START EXTRACTED TEXT
Earlier that evening, after he washed their feet, he told them that he did this to give them an example of humble service. But here, he’s not just saying that they should follow his loving example. As the branch of a grapevine must abide in the main trunk in order to bear fruit, so too must the disciples abide in Jesus’ love if they are to obey his command.
And importantly, he calls them his friends. It’s not because he enjoys hanging out with them. Nor are they signed up to get status updates on his social media feeds. He calls them friends, not servants, because he’s elevating them to the position of taking over his mission. They are to go forth and bear fruit, and part of that fruitfulness is love.
There’s no greater love than laying down your life for your friends, Jesus says. Thinking pastorally about his own community, John takes Jesus’ words one step further:
This is how we know what love is: Jesus Christ laid down his life for us. And we ought to lay down our lives for our brothers and sisters. If anyone has material possessions and sees a brother or sister in need but has no pity on them, how can the love of God be in that person? Dear children, let us not love with words or speech but with actions and in truth. (1 John 3:16-18, NIV)
John isn’t exactly “defining” love. It’s more like what people say about everything from art to pornography: “I can’t define it, but I know it when I see it.” You want to know what real love is? John seems to ask. Just look at the cross. That’s love. And dear children, if we’re going to abide in that love, then guess what: we need to follow his example.
Wait: is John saying that every believer has to be crucified?
END EXTRACTED TEXT
START LISTED RECORDS
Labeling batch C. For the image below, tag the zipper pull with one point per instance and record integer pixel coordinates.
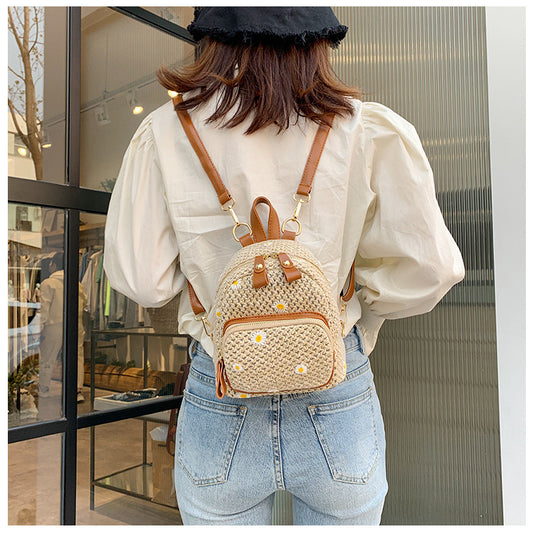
(221, 387)
(260, 277)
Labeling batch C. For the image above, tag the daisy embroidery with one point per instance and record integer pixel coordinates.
(300, 369)
(280, 305)
(258, 337)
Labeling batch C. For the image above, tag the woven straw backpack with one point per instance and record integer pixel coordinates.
(275, 323)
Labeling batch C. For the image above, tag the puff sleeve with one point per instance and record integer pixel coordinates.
(141, 251)
(407, 260)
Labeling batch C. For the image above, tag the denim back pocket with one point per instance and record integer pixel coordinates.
(348, 437)
(206, 437)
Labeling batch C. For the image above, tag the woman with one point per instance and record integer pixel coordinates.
(266, 71)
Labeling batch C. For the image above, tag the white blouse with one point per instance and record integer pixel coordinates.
(373, 195)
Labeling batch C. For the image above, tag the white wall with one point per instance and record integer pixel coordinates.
(507, 117)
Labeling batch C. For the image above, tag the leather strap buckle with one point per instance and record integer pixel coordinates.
(296, 221)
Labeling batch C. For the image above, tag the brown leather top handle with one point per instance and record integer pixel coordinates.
(314, 156)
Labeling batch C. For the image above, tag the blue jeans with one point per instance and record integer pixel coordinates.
(327, 448)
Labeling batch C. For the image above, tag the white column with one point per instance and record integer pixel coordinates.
(507, 118)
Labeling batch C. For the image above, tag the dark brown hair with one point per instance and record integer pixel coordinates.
(271, 83)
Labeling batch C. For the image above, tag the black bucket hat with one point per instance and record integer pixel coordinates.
(277, 26)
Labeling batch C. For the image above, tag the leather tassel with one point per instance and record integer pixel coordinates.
(221, 387)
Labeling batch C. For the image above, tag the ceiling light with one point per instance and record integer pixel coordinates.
(134, 105)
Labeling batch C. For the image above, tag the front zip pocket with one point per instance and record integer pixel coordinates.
(272, 354)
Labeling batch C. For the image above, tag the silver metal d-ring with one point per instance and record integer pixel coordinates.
(296, 221)
(241, 224)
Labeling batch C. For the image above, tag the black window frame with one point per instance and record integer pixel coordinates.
(73, 199)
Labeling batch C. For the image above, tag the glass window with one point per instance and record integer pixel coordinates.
(35, 313)
(34, 490)
(130, 348)
(36, 92)
(119, 88)
(132, 482)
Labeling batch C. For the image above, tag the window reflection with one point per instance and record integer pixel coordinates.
(35, 312)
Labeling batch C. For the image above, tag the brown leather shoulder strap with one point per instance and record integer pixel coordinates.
(351, 287)
(314, 155)
(192, 134)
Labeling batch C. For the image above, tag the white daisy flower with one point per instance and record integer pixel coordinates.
(258, 337)
(300, 369)
(280, 305)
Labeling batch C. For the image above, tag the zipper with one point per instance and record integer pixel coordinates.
(260, 319)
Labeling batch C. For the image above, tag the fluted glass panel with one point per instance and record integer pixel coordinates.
(436, 374)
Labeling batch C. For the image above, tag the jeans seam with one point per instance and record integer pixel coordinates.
(333, 407)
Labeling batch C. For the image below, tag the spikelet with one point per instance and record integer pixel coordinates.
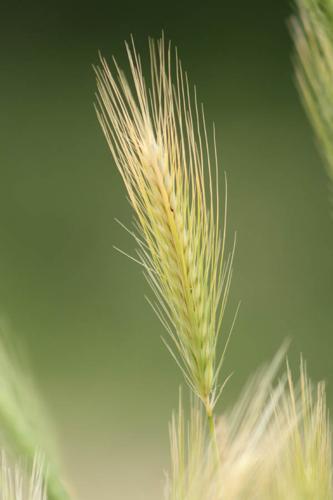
(274, 444)
(17, 484)
(159, 142)
(312, 30)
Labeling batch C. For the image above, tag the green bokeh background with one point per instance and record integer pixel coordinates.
(77, 304)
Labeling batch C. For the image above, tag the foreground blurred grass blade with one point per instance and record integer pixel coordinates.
(17, 484)
(24, 429)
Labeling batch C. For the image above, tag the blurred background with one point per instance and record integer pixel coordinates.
(76, 304)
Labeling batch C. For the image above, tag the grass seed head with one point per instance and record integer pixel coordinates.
(158, 137)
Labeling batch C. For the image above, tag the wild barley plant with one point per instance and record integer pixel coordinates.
(275, 443)
(278, 434)
(159, 140)
(312, 30)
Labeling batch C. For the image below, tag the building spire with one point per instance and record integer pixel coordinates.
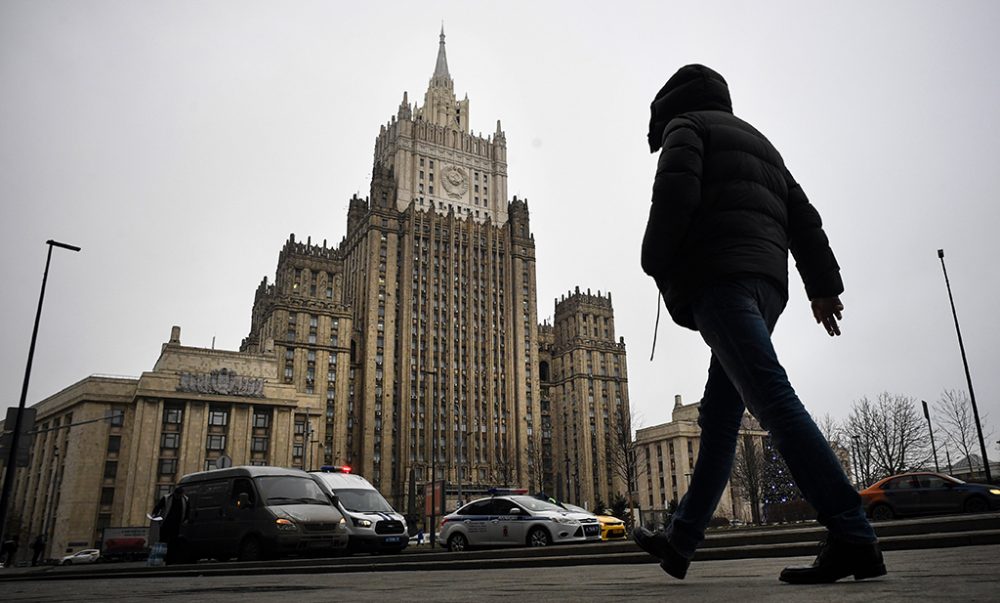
(441, 67)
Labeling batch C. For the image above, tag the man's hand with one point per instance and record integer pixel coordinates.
(827, 311)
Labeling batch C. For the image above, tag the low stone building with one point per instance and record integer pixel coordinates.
(106, 448)
(665, 458)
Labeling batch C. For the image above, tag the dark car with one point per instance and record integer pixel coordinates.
(926, 493)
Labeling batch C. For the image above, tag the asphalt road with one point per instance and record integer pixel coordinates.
(970, 573)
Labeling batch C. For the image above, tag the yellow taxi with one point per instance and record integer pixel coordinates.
(612, 528)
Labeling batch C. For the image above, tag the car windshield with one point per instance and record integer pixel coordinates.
(534, 504)
(363, 501)
(576, 509)
(290, 490)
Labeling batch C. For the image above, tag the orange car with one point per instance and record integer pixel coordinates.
(926, 493)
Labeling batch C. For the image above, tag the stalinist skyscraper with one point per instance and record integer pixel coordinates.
(420, 330)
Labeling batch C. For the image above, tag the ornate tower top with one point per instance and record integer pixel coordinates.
(441, 108)
(441, 68)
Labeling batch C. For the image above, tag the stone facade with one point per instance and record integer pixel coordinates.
(665, 457)
(412, 344)
(107, 448)
(424, 321)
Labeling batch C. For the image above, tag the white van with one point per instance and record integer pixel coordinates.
(256, 513)
(372, 524)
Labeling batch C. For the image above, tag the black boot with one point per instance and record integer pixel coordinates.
(838, 559)
(657, 545)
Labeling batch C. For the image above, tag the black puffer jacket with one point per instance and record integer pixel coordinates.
(724, 205)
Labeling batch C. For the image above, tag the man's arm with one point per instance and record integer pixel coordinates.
END LISTED RECORDS
THE EXERCISE: Pick up the passage about Jesus' command to love and continue it from its last sentence. The material has no connection to the passage about Jesus' command to love.

TASK ANSWER:
Of course not. Remember what Jesus said in Luke 9:23: “Whoever wants to be my disciple must deny themselves and take up their cross daily and follow me.” He’s not saying, “Go get crucified every morning.” The cross of Jesus was his embodiment of the ethic of loving sacrifice, done to make salvation possible for all who believe. But we as believers save no one, nor are we called to crucifixion. Rather, we are commanded to take up the daily sacrifice of loving self-denial, contrary to the values and priorities of a world that sets itself against God.
John gets down to cases. Imagine that someone sees a brother or sister in need and has the means to meet that need, but fails to take pity and do something about it… The word “pity” here could actually be translated as “guts” or “innards,” suggesting a visceral emotional reaction. In colloquial English, we might say that the person saw the need but “closed their heart”; in The Message, Eugene Peterson translates that they “turn a cold shoulder and do nothing.”
What then? John brings the point home: “How can the love of God be in that person?” Given what he’s already said about being the children of God versus being children of the devil, it’s a loaded question.
Love isn’t an abstraction. Nor is it simply an emotion. I say “simply” because I don’t agree with those who say that Christian love isn’t an emotion; John’s use of the word “pity” here suggests that emotion is involved. But the evidence of God’s love abiding in a person must go beyond emotion, beyond words, to action. That action may not be a literal cross, but it will often involve some degree of self-denial, a giving of time, attention, money, or other resources that the world encourages us to hoard for ourselves. It may even involve an element of risk, as in the Good Samaritan’s embodiment of neighbor-love to the stranger dying by the roadside.
What is love? Philosophers and poets have struggled for centuries to define it, so don’t ask me to define it either. But John knows it when he sees it, and I suspect we do too.